§ **The problem**: In the records below, find the line that contains "Can you find the elderly" and the line that contains "Can you find the man's right", then retype exactly those two lines and every line between them.

§ **Data**:
+--

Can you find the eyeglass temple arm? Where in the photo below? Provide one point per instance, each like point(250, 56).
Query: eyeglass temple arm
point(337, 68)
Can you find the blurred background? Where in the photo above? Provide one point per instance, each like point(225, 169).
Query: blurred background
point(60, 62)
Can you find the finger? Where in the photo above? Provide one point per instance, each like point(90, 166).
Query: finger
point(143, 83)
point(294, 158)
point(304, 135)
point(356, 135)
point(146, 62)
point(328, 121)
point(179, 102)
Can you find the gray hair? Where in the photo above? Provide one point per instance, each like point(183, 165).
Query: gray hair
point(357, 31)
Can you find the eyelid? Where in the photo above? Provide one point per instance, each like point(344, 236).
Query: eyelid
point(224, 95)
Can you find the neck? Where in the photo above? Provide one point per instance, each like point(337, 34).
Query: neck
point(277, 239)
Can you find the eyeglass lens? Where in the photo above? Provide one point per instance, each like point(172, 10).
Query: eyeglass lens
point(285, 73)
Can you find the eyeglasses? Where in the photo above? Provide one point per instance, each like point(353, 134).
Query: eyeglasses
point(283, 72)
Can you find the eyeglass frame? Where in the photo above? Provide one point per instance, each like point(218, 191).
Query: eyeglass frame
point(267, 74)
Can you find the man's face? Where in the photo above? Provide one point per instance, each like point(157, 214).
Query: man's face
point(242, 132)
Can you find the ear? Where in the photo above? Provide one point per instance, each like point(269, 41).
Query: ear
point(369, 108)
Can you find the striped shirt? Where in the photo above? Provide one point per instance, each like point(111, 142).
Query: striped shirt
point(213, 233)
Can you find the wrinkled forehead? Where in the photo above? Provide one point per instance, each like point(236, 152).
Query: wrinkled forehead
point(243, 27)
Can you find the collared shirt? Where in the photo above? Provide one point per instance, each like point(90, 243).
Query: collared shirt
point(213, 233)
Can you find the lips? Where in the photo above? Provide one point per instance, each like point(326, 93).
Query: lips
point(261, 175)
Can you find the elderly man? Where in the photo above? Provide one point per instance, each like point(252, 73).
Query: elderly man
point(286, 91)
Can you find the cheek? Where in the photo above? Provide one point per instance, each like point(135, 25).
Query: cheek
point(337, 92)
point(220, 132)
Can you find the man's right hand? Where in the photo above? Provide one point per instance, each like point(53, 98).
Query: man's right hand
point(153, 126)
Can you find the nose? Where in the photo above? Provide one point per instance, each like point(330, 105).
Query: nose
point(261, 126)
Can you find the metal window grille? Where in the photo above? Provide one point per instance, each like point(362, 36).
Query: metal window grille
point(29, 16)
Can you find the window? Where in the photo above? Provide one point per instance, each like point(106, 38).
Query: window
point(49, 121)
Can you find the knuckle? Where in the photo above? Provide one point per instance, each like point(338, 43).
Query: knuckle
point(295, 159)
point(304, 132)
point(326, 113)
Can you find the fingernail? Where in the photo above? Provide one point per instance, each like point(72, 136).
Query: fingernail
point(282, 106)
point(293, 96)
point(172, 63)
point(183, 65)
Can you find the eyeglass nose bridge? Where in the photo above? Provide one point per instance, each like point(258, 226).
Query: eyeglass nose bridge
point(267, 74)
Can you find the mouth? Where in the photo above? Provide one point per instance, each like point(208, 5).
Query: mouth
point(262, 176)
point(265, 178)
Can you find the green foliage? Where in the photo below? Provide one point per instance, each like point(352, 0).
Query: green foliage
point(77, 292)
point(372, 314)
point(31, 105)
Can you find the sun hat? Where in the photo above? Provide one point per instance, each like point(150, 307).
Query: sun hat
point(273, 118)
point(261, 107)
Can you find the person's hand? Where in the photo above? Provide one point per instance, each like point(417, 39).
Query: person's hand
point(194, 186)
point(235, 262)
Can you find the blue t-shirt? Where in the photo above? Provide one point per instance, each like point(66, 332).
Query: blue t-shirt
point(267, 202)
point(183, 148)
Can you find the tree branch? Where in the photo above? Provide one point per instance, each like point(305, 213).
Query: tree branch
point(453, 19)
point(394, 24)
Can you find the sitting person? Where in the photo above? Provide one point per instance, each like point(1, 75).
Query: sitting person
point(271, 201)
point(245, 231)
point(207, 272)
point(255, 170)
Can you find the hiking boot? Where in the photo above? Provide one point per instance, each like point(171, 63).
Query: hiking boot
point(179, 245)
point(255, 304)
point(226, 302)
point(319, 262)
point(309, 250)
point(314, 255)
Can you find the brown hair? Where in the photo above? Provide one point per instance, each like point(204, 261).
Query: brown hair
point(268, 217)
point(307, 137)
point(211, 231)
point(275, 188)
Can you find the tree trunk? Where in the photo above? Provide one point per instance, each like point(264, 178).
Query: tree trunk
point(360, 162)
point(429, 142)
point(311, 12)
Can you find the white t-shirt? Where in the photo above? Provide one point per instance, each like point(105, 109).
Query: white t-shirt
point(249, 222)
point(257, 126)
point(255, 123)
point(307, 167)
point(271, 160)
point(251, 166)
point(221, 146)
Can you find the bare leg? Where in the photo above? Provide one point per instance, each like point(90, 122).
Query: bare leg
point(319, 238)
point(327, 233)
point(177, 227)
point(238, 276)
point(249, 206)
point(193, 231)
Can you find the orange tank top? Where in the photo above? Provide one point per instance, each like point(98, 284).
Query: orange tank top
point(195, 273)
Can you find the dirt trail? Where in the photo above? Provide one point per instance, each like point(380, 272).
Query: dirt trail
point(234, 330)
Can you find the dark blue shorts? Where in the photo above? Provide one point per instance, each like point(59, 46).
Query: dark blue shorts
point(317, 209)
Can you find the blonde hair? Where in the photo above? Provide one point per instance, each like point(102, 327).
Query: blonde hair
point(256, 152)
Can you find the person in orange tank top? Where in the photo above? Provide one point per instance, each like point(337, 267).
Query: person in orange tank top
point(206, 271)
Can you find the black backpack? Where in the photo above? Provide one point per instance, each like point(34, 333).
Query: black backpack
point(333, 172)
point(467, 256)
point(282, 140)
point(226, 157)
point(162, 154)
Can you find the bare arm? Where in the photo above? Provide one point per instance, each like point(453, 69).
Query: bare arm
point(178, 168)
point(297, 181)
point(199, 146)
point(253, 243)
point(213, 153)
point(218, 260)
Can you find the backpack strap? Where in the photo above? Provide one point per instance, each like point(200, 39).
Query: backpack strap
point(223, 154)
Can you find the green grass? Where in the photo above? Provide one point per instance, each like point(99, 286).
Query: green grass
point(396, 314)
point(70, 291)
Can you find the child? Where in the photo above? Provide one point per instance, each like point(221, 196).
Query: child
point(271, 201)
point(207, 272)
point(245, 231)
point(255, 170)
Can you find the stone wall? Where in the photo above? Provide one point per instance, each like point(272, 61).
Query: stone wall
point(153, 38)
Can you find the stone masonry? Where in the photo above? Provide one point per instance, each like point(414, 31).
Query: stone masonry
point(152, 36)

+--

§ **Worked solution**:
Can you find the elderly man? Where in the photo above? Provide one point per instance, each like point(252, 73).
Query: elderly man
point(286, 91)
Can you find the cheek? Where in the photo above? Provide one point per instance, each like point(135, 25).
Query: cheek
point(337, 92)
point(220, 132)
Can you find the man's right hand? Where in the photo above? Provide one point per instance, each like point(53, 98).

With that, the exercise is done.